[Dataset entries]
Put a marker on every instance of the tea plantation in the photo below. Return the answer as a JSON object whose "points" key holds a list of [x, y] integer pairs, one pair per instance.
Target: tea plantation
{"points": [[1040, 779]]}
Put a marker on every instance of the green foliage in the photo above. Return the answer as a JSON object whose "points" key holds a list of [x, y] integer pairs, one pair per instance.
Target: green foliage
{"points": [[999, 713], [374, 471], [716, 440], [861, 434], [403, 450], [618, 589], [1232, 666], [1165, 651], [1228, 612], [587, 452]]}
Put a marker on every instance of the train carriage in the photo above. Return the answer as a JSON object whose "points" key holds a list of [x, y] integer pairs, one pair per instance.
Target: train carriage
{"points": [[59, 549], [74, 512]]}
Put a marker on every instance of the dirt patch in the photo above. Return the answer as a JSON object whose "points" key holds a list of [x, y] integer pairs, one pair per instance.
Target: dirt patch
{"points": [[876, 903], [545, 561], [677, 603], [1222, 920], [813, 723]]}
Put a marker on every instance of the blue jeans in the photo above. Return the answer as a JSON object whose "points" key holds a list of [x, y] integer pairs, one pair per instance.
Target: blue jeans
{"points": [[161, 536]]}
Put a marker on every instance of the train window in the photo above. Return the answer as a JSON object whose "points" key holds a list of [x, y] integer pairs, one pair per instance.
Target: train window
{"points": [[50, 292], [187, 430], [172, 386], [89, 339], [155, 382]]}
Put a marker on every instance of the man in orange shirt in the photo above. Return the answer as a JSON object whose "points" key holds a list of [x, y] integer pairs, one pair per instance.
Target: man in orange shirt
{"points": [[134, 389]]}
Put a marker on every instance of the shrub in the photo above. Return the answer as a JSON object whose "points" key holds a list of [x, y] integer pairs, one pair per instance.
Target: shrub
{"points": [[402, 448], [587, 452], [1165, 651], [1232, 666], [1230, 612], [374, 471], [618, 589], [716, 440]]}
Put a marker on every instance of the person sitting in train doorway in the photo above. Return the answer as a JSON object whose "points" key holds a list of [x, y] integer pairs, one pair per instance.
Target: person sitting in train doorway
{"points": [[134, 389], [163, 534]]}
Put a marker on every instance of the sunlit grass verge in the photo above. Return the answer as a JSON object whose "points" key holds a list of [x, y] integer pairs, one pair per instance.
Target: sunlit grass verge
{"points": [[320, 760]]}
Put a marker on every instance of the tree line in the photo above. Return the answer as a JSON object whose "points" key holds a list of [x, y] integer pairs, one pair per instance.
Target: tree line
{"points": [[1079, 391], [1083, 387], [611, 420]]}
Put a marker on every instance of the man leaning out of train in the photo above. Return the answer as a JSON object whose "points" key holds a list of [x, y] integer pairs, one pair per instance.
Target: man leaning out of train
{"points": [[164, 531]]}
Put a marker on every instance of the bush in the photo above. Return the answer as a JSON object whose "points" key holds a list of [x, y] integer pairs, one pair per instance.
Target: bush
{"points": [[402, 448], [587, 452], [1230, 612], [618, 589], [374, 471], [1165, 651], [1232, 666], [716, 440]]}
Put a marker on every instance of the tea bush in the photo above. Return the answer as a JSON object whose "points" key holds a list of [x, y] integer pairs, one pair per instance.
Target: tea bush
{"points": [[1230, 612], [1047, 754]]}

*Work instructions*
Please give the full set of data again exactly.

*Result below*
Put a marker on every instance of the tea plantation in the photo below. Return the answer as a JSON object whose "points" key holds a list of [x, y] integer pairs, one pair per instance.
Target: tea plantation
{"points": [[1040, 779]]}
Put a marker on every instance of the green foliage in the photo above. Return the answer as a JSON object whose "points" key holds a list of [x, y] integer pairs, one pair per instance.
Target: green foliage
{"points": [[999, 713], [374, 471], [716, 440], [861, 434], [403, 450], [618, 589], [1232, 666], [1165, 651], [1228, 612], [587, 452]]}
Put a marker on every instance of the train carriage in the photo above. Return the answer as a JSON object whose "points" key holds a list of [x, y] integer pairs, one pair per instance.
Target: train carriage
{"points": [[59, 549], [74, 512]]}
Put a marker on every instance of the dirt patch in the photo above. Return the answer as a JSON object whose "points" key holds a list of [x, y] integer pairs, one pair per instance.
Target: dirt patch
{"points": [[876, 903], [545, 561], [677, 603], [1222, 920], [813, 723]]}
Put a marker on every instance of the blue jeans in the photo above. Return the answer as a JSON object whose "points" key holds a list of [x, y] integer pairs, one pair per instance.
Target: blue jeans
{"points": [[161, 536]]}
Put a marker on every instance of the train window in the photo above. Return the answer as a JSON object whose "points" key holds a list of [x, y] integer pairs, one pair per instance.
Target: train window
{"points": [[50, 292], [187, 430], [172, 386], [89, 339], [155, 382]]}
Put a marker on every instance of the man in orange shirt in the photo above. Return the answer as a JSON object whose "points" key holds a list of [x, y] integer pairs, one pair per instance.
Target: man in orange shirt
{"points": [[134, 389]]}
Put a marker on every instance of the shrub in the photo above. Return the answer as a JSON object whose "points" key holds a list of [x, y] integer pairs, one pair per instance.
Target: shrub
{"points": [[402, 448], [587, 452], [1165, 651], [1232, 666], [1230, 612], [374, 471], [618, 589], [716, 440]]}
Put a marker on every instance of the person sitting in train doorway in the photo above. Return the answer as a JSON object whose "points" key holds a list of [x, y] integer pairs, one pair per instance.
Target: person sitting in train doorway
{"points": [[134, 389], [163, 534]]}
Put a marker on every instance of the sunlit grass verge in the photo above. Return the answer as a JSON object whose "points" key holds a list of [x, y] integer pairs, one pair per instance.
Target: sunlit grass verge
{"points": [[320, 760]]}
Put a marker on every instance of the tree line in the photo above. Return the answer as a JSON object whose "points" key holds a list of [x, y] integer pairs, one pair per instance.
Target: tree line
{"points": [[1079, 391], [1083, 387], [611, 420]]}
Put a marker on every instance of the man leaning out of train in the photo above. Return the answer as a JSON object whose "points" key holds a list of [x, y] integer pairs, one pair per instance.
Target: man leaning out of train
{"points": [[164, 531]]}
Put a marker on every instance of the bush in the photo above. Return the answer as a JSON object whose "points" key holds a list of [x, y] integer pairs, one pair per instance.
Target: bush
{"points": [[402, 448], [587, 452], [1230, 612], [618, 589], [374, 471], [1165, 651], [1232, 666], [716, 440]]}
Put a marker on every instance of the tea bush in the photo above. Return the answer as a JSON object whose "points" key holds a list of [x, y] integer pairs, one pair per instance.
Target: tea bush
{"points": [[1230, 612], [1047, 754]]}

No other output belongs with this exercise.